Given exercise:
Reproduce the stretch from the line containing "QA review pass — verify and re-annotate the green painted" through the end of the data below as a numbered list, leaving out any blank lines.
======== Provided data ========
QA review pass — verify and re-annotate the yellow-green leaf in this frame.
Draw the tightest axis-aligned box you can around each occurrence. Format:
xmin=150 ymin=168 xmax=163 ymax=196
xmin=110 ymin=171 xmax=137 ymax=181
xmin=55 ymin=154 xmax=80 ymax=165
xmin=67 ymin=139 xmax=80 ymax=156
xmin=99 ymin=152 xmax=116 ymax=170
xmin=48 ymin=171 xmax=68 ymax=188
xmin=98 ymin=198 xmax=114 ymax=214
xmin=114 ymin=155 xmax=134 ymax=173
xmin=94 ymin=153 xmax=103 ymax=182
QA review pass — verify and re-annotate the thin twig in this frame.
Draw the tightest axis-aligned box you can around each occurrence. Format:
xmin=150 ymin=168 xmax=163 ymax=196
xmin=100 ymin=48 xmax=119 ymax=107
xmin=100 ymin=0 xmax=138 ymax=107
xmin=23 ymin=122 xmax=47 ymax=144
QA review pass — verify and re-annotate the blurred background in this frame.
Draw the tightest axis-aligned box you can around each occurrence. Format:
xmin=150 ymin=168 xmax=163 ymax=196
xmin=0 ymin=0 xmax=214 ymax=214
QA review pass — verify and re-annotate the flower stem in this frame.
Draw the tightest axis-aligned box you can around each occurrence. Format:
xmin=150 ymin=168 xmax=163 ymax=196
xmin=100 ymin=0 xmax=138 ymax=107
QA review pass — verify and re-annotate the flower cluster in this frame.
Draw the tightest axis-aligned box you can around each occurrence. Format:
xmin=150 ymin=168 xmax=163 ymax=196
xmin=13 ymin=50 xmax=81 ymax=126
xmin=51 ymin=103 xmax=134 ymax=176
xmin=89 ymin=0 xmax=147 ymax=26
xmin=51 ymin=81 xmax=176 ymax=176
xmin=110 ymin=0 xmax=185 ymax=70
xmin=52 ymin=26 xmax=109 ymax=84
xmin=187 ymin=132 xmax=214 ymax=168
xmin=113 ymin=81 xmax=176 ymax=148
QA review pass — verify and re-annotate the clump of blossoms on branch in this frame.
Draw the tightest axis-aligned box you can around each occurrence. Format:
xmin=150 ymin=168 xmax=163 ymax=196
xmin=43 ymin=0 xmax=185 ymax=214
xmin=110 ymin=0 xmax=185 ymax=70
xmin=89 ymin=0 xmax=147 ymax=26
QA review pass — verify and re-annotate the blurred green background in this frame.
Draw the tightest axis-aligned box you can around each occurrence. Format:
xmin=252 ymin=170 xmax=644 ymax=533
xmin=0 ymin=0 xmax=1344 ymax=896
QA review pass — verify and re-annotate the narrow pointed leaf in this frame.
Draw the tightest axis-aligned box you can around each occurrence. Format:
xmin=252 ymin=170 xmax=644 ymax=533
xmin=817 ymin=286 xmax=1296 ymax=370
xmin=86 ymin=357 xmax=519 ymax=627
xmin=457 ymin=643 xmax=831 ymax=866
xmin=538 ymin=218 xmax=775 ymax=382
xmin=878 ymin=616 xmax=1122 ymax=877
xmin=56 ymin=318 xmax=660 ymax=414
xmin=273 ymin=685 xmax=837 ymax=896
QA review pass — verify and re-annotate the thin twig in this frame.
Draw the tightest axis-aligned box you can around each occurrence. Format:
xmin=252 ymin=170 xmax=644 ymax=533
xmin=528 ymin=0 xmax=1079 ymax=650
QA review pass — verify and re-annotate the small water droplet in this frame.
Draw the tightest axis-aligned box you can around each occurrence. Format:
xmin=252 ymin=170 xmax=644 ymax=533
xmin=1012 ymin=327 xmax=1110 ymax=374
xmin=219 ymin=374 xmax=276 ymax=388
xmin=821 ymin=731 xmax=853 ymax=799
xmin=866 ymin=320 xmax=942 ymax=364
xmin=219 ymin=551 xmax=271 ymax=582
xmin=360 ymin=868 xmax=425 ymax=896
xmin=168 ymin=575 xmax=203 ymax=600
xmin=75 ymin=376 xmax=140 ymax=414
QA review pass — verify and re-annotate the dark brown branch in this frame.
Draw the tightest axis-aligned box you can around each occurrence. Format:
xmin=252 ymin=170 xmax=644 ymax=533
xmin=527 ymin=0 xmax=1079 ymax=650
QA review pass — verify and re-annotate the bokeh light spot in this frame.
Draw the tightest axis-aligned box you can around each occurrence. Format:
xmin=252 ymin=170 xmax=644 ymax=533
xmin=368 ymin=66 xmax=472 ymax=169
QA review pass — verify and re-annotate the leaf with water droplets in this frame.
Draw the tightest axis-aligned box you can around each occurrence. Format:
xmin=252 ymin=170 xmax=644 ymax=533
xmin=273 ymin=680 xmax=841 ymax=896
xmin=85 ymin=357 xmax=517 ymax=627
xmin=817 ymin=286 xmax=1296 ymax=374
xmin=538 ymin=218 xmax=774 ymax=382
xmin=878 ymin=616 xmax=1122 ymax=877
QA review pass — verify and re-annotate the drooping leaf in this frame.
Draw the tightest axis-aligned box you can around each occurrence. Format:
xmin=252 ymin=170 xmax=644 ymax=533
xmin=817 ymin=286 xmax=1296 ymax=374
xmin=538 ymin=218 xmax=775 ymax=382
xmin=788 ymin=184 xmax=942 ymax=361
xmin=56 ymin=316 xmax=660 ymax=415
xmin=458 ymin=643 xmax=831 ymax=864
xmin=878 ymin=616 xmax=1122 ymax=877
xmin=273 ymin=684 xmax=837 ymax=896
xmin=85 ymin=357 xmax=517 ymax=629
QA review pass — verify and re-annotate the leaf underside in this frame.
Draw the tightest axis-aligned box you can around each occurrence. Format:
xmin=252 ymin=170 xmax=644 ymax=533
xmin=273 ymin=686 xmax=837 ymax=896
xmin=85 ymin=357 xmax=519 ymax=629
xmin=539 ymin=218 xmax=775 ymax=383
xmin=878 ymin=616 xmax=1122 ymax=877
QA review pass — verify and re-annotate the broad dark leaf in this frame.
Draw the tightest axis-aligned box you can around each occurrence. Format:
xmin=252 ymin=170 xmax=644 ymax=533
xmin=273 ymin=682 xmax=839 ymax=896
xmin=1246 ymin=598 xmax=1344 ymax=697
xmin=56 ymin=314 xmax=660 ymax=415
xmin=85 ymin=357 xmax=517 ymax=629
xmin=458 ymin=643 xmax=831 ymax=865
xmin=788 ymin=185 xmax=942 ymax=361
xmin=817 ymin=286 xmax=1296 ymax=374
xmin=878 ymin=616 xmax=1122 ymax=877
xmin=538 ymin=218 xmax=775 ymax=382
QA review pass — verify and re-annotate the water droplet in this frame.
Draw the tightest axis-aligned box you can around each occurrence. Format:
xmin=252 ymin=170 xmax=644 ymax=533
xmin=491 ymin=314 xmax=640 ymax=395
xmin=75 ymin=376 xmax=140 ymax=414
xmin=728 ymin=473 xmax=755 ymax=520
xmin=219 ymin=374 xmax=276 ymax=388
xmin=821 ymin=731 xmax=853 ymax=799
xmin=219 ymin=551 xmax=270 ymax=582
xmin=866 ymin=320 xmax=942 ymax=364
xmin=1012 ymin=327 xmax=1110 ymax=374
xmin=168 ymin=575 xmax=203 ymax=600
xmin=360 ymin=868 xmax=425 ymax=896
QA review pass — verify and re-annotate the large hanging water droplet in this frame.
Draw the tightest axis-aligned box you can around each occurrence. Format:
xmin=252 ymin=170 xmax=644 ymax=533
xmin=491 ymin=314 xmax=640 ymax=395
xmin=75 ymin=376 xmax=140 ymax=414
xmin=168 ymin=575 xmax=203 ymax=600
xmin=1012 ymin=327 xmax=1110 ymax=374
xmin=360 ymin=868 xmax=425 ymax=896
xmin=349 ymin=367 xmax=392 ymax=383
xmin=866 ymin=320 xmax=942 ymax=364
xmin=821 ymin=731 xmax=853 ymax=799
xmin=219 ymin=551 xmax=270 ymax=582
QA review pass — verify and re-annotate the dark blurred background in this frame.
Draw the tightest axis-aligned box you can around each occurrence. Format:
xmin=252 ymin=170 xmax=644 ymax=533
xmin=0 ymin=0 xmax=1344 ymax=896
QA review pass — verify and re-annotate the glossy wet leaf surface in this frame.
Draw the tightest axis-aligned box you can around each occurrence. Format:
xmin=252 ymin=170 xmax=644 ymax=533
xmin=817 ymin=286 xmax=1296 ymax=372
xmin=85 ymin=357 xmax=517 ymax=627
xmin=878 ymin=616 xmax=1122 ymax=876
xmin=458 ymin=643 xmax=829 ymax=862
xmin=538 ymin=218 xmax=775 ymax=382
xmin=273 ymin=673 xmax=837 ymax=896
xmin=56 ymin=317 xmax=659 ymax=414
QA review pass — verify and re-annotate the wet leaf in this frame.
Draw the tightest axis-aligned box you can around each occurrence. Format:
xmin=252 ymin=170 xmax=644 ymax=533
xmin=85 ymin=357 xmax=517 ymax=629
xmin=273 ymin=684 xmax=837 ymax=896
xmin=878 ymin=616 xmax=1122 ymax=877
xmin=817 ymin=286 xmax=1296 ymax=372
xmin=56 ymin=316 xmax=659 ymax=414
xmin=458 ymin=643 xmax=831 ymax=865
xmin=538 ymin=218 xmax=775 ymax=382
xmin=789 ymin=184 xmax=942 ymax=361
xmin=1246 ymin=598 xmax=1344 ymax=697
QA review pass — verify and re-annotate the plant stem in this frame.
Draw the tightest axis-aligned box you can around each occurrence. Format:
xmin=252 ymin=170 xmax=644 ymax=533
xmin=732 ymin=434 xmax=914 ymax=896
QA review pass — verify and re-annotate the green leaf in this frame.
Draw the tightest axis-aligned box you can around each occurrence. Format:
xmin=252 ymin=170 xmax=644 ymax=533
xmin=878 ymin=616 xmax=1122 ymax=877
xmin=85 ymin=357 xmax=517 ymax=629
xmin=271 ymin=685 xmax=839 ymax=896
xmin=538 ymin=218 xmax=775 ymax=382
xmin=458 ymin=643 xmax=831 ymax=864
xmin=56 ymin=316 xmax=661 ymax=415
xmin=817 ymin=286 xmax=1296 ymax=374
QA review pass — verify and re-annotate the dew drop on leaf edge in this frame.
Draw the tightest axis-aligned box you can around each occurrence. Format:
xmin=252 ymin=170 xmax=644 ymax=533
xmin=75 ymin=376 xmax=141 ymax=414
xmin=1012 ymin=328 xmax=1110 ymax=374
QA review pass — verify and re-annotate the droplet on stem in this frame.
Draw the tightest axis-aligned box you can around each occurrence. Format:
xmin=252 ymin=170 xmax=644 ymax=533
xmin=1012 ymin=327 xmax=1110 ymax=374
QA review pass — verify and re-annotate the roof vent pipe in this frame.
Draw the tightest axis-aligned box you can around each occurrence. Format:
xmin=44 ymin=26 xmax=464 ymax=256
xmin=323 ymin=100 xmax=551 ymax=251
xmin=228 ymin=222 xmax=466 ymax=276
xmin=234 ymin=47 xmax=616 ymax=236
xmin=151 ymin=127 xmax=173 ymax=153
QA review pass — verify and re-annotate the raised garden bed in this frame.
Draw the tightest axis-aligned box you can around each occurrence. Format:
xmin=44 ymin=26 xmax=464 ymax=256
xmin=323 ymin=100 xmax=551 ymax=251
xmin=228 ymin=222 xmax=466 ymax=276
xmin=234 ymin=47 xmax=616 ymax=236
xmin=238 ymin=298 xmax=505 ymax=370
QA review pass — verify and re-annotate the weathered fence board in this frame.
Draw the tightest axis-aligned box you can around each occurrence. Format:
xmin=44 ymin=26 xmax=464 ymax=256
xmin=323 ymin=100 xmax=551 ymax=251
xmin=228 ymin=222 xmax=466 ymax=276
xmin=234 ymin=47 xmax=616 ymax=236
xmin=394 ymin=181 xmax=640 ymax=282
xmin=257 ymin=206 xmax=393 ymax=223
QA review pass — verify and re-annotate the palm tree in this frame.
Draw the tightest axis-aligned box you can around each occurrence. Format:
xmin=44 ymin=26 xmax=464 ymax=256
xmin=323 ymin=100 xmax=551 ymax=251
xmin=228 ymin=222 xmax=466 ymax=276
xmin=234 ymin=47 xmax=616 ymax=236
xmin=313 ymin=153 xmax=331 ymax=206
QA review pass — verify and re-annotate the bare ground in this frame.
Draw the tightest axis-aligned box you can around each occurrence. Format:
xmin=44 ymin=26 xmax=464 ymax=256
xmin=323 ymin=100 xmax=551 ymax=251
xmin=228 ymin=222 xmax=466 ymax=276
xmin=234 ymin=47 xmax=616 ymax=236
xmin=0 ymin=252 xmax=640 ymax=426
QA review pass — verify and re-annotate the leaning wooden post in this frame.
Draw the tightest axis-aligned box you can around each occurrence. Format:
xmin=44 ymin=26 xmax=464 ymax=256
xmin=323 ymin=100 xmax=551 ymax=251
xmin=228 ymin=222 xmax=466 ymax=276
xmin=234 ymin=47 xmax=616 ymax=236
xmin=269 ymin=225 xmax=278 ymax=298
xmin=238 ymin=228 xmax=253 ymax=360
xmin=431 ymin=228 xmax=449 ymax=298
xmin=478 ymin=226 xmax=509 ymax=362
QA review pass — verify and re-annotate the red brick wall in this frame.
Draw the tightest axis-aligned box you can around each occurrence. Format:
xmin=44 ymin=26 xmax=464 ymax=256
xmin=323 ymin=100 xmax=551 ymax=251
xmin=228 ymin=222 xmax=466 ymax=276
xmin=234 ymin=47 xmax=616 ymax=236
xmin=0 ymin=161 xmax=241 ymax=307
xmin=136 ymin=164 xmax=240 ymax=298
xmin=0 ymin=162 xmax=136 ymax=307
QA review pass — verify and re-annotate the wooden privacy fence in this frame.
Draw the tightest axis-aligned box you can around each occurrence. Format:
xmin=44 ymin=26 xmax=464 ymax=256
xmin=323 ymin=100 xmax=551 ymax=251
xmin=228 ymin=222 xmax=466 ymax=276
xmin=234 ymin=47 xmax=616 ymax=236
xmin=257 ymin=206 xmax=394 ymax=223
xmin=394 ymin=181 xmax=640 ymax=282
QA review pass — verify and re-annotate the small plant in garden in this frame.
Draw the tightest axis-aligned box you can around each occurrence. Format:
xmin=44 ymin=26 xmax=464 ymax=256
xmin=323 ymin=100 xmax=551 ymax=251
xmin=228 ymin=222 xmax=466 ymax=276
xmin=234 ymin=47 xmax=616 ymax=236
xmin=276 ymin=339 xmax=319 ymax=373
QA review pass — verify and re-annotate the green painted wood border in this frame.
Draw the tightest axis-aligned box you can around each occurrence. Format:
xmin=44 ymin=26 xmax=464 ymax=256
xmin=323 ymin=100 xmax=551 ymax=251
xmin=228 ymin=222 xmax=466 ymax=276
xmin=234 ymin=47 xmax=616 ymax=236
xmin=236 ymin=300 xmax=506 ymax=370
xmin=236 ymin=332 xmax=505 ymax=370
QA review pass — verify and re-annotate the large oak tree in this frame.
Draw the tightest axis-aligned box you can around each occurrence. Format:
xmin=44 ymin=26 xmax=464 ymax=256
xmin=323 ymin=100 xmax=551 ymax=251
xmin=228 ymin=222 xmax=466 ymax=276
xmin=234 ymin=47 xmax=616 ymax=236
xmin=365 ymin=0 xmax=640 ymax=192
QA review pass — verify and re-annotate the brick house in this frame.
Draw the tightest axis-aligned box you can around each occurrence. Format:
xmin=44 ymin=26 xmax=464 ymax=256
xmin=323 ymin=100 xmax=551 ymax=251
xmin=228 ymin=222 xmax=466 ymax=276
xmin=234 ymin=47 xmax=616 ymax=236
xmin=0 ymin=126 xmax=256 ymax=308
========
The solution:
1. QA review pass — verify and re-annotate the green painted wood border in this frame.
2. Draw the tightest axis-aligned box you can around each occurrence. Format:
3. xmin=44 ymin=26 xmax=464 ymax=256
4. xmin=323 ymin=100 xmax=551 ymax=251
5. xmin=228 ymin=222 xmax=466 ymax=276
6. xmin=234 ymin=47 xmax=616 ymax=236
7. xmin=236 ymin=300 xmax=506 ymax=370
8. xmin=236 ymin=332 xmax=505 ymax=370
9. QA review pass — verify and re-annotate the large oak tree in this frame.
10. Draw the tightest axis-aligned box you can around each occurrence. Format:
11. xmin=44 ymin=26 xmax=464 ymax=256
12. xmin=323 ymin=100 xmax=551 ymax=251
13. xmin=228 ymin=222 xmax=466 ymax=276
14. xmin=234 ymin=47 xmax=616 ymax=236
15. xmin=365 ymin=0 xmax=640 ymax=192
16. QA review pass — verify and re-annotate the brick house in this frame.
17. Draw the tightest axis-aligned box you can around each occurrence. Format:
18. xmin=44 ymin=26 xmax=464 ymax=256
19. xmin=323 ymin=100 xmax=551 ymax=251
20. xmin=228 ymin=222 xmax=466 ymax=276
21. xmin=234 ymin=47 xmax=616 ymax=236
22. xmin=0 ymin=126 xmax=256 ymax=308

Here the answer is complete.